[Aim of the task]:
Please pick out each line below that contains the word "session" and copy those lines in full.

[Saved entries]:
+++++
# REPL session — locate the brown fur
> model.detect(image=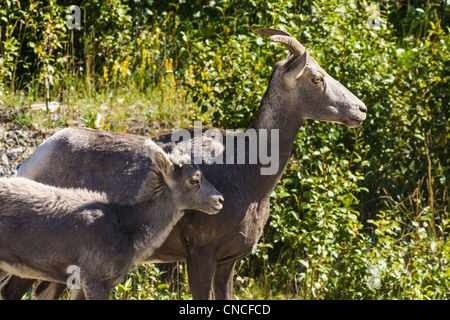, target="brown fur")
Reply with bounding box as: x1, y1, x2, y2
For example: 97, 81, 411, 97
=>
0, 28, 366, 299
0, 143, 223, 299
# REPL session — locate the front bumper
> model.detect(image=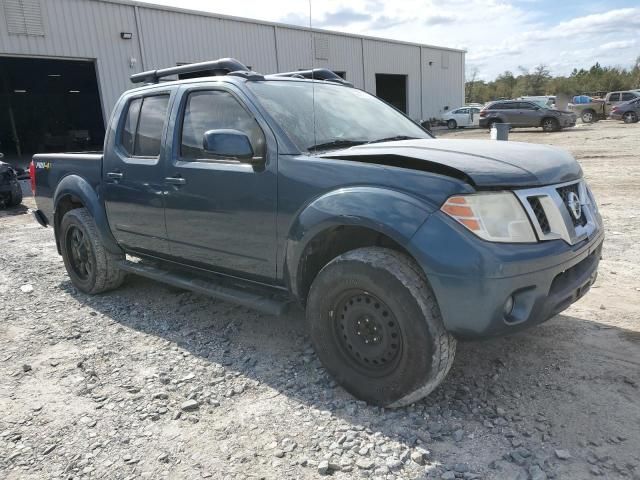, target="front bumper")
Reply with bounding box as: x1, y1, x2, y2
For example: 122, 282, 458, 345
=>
410, 212, 604, 339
+++++
[Result for this task]:
# REPL session — locate the brown fur
# REPL session — locate the front bumper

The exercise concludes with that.